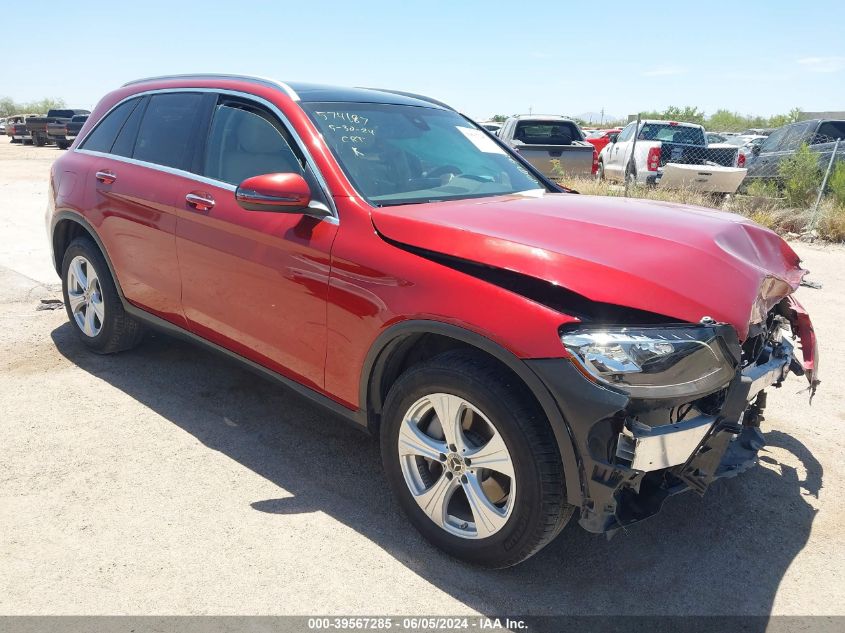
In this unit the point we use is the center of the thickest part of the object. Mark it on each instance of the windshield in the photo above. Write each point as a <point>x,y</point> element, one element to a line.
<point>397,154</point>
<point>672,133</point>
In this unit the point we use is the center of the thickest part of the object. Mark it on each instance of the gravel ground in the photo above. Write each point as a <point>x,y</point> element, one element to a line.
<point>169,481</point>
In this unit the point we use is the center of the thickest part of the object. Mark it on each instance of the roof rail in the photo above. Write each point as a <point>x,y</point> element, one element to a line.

● **WHAT IS EXPECTED**: What is needed is a verbatim copy of the material, minus its pictures.

● **RESPONSE TO THIS EXERCISE**:
In this unit the point we use is the center of the thickest part of the object. Mark it on each instance of the windshield in the photo above. Write each point as a <point>x,y</point> element, one element to a line.
<point>397,154</point>
<point>672,133</point>
In this unit the point we use is the center of the thickest part of the object. Mark it on each instance of the gravel ground in the photo above. Write each point as a <point>x,y</point> element, one element to a line.
<point>169,481</point>
In this unit the point we use is the center of the thickest part of the object. Mark it on each instance of the roof rail in the photo above. Write each point as a <point>x,y</point> element, one element to a line.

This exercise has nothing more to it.